**TASK INPUT:**
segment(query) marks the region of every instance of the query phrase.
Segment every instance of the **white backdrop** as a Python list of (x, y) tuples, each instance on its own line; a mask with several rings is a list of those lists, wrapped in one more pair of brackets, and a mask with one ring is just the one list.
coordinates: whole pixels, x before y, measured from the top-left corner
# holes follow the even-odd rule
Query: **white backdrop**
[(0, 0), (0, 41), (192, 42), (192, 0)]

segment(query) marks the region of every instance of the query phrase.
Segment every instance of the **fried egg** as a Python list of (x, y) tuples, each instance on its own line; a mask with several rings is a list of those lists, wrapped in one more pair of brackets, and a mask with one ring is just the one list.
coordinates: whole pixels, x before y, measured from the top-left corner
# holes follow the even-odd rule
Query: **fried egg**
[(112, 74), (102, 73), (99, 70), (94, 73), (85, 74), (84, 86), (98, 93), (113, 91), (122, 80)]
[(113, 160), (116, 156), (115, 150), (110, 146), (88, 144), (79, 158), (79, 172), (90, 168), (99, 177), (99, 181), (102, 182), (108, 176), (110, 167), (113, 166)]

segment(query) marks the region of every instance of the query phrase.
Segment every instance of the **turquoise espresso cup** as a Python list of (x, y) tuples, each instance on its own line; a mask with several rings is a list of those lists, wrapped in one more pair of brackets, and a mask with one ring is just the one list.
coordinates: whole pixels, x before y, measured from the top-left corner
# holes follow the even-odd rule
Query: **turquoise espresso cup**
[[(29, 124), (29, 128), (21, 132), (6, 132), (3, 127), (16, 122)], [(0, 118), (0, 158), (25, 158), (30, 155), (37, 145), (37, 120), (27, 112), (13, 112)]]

**YOUR INSTRUCTIONS:**
Locate every line in the data that contains the word "espresso", and copy each of those lines.

**SOLUTION FOR THIS TASK:**
Segment every instance of the **turquoise espresso cup** as a Python list of (x, y) tuples, each instance on its own line; a mask with several rings is a list of those lists, wrapped in one more pair of brackets, and a mask with one ring is just the one list.
Query: **turquoise espresso cup**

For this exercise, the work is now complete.